Task details: Transcribe the records below exactly.

Object point labels:
· · · · · · ·
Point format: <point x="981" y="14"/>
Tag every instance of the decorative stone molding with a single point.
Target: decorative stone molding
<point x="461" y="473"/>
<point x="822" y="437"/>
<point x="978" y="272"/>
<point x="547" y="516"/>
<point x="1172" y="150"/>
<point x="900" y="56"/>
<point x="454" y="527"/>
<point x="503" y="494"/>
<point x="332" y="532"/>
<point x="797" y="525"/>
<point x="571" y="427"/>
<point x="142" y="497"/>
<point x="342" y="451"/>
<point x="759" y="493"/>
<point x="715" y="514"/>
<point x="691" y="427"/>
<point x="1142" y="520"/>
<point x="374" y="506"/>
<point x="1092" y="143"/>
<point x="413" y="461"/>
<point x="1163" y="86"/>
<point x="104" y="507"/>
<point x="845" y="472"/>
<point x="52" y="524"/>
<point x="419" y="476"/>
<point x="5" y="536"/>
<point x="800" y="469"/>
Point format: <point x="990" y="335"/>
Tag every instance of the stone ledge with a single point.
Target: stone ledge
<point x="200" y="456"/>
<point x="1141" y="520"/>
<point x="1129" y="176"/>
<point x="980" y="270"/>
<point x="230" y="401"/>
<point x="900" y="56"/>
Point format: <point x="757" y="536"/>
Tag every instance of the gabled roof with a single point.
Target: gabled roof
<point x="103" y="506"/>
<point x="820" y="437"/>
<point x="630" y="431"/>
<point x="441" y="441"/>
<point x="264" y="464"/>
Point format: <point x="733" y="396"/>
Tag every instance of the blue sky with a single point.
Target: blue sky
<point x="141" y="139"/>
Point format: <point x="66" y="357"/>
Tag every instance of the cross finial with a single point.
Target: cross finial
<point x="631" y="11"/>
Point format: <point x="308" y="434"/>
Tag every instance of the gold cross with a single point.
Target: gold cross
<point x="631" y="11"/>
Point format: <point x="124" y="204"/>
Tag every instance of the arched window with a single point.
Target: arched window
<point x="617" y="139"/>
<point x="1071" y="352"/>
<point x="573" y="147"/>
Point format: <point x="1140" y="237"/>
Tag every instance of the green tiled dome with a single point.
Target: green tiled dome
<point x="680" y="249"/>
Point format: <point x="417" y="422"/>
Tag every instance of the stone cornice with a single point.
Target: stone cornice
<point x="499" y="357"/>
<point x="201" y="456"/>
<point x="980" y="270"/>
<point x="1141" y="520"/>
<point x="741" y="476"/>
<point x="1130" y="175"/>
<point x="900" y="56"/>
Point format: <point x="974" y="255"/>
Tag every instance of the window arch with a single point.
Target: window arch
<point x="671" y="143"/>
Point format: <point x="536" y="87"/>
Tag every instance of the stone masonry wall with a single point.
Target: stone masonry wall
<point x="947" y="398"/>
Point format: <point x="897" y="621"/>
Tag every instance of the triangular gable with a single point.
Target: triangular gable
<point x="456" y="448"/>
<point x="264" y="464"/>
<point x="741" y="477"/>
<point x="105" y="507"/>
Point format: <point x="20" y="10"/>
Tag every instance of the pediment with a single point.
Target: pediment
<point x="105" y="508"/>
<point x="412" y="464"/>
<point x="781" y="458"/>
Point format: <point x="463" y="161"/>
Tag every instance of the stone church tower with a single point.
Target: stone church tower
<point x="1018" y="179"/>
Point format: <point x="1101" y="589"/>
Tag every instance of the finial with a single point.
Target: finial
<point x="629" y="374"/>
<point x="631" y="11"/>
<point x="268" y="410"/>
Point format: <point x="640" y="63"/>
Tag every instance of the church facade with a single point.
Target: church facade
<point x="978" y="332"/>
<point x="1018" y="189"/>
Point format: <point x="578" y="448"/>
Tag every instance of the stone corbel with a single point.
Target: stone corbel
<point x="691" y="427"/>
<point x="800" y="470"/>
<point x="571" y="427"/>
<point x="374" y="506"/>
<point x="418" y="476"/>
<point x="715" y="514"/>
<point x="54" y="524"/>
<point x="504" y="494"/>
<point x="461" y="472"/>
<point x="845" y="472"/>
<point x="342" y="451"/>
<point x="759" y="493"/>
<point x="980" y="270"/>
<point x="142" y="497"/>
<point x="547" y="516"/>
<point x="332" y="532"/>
· · · · · · ·
Correct response:
Point format: <point x="981" y="14"/>
Tag every instance of the decorative stone molding with a single point.
Target: decorative stone molding
<point x="461" y="473"/>
<point x="822" y="437"/>
<point x="978" y="272"/>
<point x="547" y="516"/>
<point x="1172" y="150"/>
<point x="900" y="56"/>
<point x="454" y="527"/>
<point x="503" y="494"/>
<point x="332" y="532"/>
<point x="797" y="525"/>
<point x="571" y="427"/>
<point x="142" y="497"/>
<point x="342" y="451"/>
<point x="759" y="493"/>
<point x="715" y="514"/>
<point x="691" y="427"/>
<point x="1142" y="520"/>
<point x="374" y="506"/>
<point x="1092" y="143"/>
<point x="413" y="461"/>
<point x="1163" y="86"/>
<point x="104" y="507"/>
<point x="845" y="472"/>
<point x="52" y="524"/>
<point x="419" y="476"/>
<point x="5" y="536"/>
<point x="800" y="469"/>
Point format: <point x="990" y="335"/>
Tag every instance of the stone ledge with a single point.
Target: stone ledge
<point x="200" y="456"/>
<point x="1141" y="520"/>
<point x="1129" y="176"/>
<point x="980" y="270"/>
<point x="230" y="401"/>
<point x="900" y="56"/>
Point format: <point x="757" y="536"/>
Tag every instance of the gabled roof with a single point.
Target: gabled roof
<point x="103" y="506"/>
<point x="820" y="437"/>
<point x="630" y="431"/>
<point x="441" y="441"/>
<point x="264" y="464"/>
Point format: <point x="733" y="396"/>
Tag every instance of the blue sky with a single point.
Target: blue sky
<point x="141" y="139"/>
Point format: <point x="66" y="357"/>
Tag every instance of the cross finial with a single point.
Target: cross finial
<point x="631" y="11"/>
Point format: <point x="308" y="434"/>
Tag every instance of the gold cross with a single point.
Target: gold cross
<point x="631" y="11"/>
Point format: <point x="124" y="204"/>
Tag every instance of the arched window with a single point.
Target: arched window
<point x="617" y="139"/>
<point x="1071" y="352"/>
<point x="573" y="147"/>
Point format: <point x="1140" y="237"/>
Tag every instance of the green tiled dome with a single point.
Target: green tiled dome
<point x="680" y="249"/>
Point format: <point x="417" y="422"/>
Tag every instance of the stone cornice with a single point.
Target: stone cornice
<point x="499" y="357"/>
<point x="201" y="456"/>
<point x="980" y="270"/>
<point x="1141" y="520"/>
<point x="741" y="476"/>
<point x="1130" y="175"/>
<point x="900" y="56"/>
Point format: <point x="974" y="255"/>
Tag every instance of the window arch with a single point.
Target: window arch
<point x="671" y="143"/>
Point format: <point x="536" y="87"/>
Tag every instance of the stone masonry wall with a single point.
Target: stone masonry wall
<point x="947" y="398"/>
Point format: <point x="897" y="621"/>
Tag every instance of the triangular gable with a single point.
Target: triangular gable
<point x="456" y="448"/>
<point x="264" y="464"/>
<point x="741" y="477"/>
<point x="105" y="507"/>
Point format: <point x="20" y="10"/>
Tag every instance of the pediment with a single point.
Target: pediment
<point x="105" y="508"/>
<point x="412" y="464"/>
<point x="781" y="458"/>
Point format: <point x="463" y="161"/>
Tag every instance of the stone church tower with a single point.
Target: stone church tower
<point x="1018" y="179"/>
Point format: <point x="1101" y="589"/>
Tag every instance of the finial with a single point.
Target: finial
<point x="629" y="374"/>
<point x="631" y="11"/>
<point x="268" y="410"/>
Point format: <point x="640" y="63"/>
Tag every instance of the church facade with a single point.
Target: church facade
<point x="978" y="332"/>
<point x="1018" y="189"/>
Point format: <point x="578" y="448"/>
Tag every instance of the stone corbel with a single point.
Target: stone corbel
<point x="691" y="427"/>
<point x="800" y="470"/>
<point x="571" y="427"/>
<point x="374" y="506"/>
<point x="418" y="476"/>
<point x="715" y="514"/>
<point x="54" y="524"/>
<point x="504" y="494"/>
<point x="461" y="472"/>
<point x="845" y="472"/>
<point x="342" y="451"/>
<point x="759" y="493"/>
<point x="980" y="270"/>
<point x="142" y="497"/>
<point x="547" y="516"/>
<point x="332" y="532"/>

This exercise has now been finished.